## Required work
a – In the blog post on dining alone in Paris, what kind of seating does the writer say to always choose?
b – Repeat the passage of the blog post on dining alone in Paris from "I learned a" up to and including "is really cheap.".

## Given text
————

Shani Silver TWA.JPG

Hi, I’m Shani

I’m the host of A Single Serving Podcast and the author of A Single Revolution. I’m changing the narrative around being single, because so far it’s had pretty bad PR. I’m not an advocate for singlehood. I’m an advocate for women feeling good while single—there’s a difference.

What they say about my work

shanisilver@gmail.com

How To Go To A Restaurant By Yourself–In Paris

How To Go To A Restaurant By Yourself–In Paris

I travel alone. I love to travel alone. Unshared cheese plates and museums covered at my own pace, this is living. One aspect of traveling alone that some would see as a consequence, I see as opportunity: dining alone. Cue the insensitive financial planning commercial making a joke of single women! Tune the violins! Draw the curtains! Garçon, I’ll have the special.

There are certain ground rules I’ve laid out before, such as absolutely always opting for bar seating and bringing a book or crutch of some kind, that will aid you in feeling less like this is a sad experience and more like it’s a fucking treat. If you’re skeptical, think for me on the last time you noticed someone dining alone in a restaurant. A) you can’t remember it, B) you didn’t care, C) you were a little bit jealous. Other people’s opinions of solo diners don’t mater, because they often don’t exist. Eat alone, no one is looking at you funny. Or, because this is Paris, you’re American, and the French look at all Americans funny, even if they’re in pairs.

I learned a great deal from my first experience dining alone in a country where I did not speak the language. . I also learned that all that romantic bullshit about Paris from the movies is about as real as holidays Hallmark makes up. You don’t need to be in love to love Paris. If you’re in Paris alone and find yourself feeling sad, I feel sad for you. It’s stunning. It’s delicious. And wine is really cheap.

I get it though, going to the capital of marriage proposals by yourself is a really intimidating mental leap. But think of it this way, staying home and saving yourself a fake notion of shame means you don’t get to see Paris. I’d rather do it alone than never do it at all.

Solo dining ground rules, as modified for the Parisian experience:

1 — Plan.

Getting lost meandering down a Parisian street is lovely and all, but a little advanced planning ensures that you won’t have a crappy dinner in Paris. (Yes, they exist, not every wicker chair cafè you stroll past is an outstanding culinary experience. A lot of them are tourist traps. Read The Infatuation every now and then, will you?)

————

## Data lines

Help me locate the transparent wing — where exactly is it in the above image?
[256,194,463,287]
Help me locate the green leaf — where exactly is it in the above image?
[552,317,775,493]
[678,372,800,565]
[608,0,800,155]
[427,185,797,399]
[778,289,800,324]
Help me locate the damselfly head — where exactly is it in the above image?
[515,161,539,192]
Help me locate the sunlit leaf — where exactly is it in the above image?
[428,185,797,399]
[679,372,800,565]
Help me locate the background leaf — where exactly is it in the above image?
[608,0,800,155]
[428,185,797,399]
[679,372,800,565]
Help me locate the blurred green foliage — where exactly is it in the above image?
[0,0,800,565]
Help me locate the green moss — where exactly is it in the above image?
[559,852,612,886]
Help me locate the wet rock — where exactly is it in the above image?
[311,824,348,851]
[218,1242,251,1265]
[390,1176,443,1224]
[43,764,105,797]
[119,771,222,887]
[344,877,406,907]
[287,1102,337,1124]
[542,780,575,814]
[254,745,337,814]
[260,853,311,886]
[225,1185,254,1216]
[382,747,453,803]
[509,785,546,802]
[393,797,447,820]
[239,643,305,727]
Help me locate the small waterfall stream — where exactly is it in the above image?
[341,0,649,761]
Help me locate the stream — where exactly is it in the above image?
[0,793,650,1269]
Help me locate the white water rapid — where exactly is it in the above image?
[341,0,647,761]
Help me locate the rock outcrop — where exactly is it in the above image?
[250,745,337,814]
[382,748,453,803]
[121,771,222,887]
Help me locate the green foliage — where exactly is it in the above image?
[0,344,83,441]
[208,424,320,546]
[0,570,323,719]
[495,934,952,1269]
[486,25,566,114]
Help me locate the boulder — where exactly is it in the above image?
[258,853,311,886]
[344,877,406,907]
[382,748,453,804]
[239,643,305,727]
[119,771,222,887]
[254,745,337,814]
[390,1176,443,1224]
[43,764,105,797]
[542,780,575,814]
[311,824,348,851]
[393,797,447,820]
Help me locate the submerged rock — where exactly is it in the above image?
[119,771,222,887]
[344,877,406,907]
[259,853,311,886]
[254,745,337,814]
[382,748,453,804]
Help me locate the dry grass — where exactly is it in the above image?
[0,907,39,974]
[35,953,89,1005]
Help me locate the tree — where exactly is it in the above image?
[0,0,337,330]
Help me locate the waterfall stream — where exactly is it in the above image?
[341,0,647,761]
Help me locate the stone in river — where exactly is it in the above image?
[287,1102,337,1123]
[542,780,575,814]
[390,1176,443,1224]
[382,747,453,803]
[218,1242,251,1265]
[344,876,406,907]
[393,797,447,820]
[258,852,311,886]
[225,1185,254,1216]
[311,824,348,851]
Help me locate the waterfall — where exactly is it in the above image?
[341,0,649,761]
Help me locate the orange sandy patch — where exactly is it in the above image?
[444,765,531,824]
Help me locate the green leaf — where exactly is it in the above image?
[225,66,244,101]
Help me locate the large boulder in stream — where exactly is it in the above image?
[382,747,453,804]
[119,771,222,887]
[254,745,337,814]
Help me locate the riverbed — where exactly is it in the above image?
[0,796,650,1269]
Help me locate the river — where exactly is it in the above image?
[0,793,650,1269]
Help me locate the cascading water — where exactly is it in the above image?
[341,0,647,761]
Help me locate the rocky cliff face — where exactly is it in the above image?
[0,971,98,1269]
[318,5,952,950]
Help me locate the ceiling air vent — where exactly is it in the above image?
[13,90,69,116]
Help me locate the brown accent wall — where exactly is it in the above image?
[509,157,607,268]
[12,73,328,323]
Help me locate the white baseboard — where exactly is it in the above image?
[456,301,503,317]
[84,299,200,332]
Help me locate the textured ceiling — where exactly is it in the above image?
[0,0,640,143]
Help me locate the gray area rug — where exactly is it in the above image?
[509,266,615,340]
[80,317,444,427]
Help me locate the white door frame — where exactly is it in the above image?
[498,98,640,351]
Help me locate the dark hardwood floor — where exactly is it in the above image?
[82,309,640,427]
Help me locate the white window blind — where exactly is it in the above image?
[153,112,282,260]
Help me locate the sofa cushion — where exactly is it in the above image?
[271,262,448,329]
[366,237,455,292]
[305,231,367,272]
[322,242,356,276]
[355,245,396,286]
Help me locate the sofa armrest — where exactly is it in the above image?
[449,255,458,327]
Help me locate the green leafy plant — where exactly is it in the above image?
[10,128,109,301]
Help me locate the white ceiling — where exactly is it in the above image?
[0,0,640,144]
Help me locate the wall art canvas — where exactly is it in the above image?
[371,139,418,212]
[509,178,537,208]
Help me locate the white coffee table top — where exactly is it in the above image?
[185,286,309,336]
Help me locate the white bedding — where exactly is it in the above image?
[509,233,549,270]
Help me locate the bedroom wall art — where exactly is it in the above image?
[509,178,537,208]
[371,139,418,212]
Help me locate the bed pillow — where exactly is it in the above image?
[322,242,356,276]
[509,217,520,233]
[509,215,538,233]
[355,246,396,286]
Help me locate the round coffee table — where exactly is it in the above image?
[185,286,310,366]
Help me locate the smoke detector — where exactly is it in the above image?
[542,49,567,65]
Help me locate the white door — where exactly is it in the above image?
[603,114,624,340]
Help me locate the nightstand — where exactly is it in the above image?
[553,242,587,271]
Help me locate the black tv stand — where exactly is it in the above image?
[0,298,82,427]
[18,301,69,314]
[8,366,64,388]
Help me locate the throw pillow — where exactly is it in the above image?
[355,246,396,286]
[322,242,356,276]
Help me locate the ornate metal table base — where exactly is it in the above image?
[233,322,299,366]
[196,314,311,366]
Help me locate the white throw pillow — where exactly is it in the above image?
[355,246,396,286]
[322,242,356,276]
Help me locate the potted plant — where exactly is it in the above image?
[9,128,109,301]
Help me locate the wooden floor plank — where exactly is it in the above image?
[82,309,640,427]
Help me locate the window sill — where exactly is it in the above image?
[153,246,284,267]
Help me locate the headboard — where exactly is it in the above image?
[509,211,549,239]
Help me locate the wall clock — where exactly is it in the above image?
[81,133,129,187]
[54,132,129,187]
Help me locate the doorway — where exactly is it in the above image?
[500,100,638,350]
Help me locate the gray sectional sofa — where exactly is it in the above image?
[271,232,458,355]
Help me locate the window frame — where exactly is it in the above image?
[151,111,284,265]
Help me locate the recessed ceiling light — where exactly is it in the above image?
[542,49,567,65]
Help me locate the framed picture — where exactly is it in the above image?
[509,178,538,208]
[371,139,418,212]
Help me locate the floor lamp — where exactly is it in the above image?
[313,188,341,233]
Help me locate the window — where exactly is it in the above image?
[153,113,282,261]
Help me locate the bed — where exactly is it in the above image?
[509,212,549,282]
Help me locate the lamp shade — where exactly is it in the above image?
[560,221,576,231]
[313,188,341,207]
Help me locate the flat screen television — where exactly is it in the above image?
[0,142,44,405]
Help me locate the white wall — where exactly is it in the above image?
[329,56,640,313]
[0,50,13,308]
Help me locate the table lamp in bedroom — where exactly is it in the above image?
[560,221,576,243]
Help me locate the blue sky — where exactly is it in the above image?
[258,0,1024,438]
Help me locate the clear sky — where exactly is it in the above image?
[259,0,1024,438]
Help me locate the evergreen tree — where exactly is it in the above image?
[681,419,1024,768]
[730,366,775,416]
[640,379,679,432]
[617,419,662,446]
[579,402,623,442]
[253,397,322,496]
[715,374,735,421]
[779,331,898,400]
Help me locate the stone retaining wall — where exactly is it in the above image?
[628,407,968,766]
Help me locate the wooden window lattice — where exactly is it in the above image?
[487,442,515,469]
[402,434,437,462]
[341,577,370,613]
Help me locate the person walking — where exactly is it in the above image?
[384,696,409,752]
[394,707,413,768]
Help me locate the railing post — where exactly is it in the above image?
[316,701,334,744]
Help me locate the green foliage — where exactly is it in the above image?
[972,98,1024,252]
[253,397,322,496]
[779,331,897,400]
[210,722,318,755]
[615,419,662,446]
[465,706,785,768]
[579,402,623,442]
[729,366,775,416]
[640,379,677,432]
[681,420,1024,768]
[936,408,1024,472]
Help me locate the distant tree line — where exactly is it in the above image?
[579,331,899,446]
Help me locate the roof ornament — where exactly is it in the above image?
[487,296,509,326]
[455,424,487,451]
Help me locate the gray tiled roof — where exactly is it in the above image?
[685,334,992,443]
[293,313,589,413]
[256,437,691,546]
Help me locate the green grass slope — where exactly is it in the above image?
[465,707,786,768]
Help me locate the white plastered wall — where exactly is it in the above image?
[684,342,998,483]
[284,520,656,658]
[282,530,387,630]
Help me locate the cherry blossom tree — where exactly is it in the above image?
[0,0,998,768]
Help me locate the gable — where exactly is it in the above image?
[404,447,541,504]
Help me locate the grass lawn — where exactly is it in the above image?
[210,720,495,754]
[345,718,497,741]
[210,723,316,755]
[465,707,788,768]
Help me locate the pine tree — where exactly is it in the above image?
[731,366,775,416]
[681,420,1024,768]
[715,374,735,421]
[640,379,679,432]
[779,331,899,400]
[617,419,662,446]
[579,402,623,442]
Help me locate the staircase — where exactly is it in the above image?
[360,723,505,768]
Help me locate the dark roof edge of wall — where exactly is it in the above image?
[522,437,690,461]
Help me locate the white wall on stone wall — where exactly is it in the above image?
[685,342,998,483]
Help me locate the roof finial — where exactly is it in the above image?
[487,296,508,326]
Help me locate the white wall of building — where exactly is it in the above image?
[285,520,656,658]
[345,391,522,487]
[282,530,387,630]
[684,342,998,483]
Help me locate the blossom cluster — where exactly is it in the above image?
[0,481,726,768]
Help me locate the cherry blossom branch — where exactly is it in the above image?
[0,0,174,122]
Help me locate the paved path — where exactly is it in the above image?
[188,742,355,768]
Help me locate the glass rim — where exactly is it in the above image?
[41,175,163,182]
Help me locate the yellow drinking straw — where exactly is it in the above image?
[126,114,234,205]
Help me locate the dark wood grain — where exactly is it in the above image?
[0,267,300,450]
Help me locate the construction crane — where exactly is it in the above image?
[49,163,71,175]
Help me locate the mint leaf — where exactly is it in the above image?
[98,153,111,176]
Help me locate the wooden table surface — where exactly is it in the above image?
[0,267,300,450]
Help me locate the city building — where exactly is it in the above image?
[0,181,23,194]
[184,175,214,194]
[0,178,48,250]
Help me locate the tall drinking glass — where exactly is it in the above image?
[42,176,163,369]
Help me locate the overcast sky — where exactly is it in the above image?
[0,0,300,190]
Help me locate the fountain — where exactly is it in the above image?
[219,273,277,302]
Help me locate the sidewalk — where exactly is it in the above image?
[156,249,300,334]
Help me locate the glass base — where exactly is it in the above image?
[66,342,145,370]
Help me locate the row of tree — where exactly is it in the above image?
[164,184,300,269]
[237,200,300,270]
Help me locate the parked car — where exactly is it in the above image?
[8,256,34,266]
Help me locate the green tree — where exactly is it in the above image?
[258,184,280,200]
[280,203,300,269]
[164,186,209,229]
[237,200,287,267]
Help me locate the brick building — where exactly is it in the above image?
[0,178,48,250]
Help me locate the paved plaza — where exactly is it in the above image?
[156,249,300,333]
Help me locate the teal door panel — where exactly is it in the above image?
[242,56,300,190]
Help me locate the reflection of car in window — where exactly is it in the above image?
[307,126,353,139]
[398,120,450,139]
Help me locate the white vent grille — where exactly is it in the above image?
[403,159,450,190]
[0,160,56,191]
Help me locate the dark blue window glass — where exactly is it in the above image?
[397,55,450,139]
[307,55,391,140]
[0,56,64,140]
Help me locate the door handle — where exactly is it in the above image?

————

## Responses for each task
a – Bar seating.

b –
I learned a great deal from my first experience dining alone in a country where I did not speak the language. . I also learned that all that romantic bullshit about Paris from the movies is about as real as holidays Hallmark makes up. You don’t need to be in love to love Paris. If you’re in Paris alone and find yourself feeling sad, I feel sad for you. It’s stunning. It’s delicious. And wine is really cheap.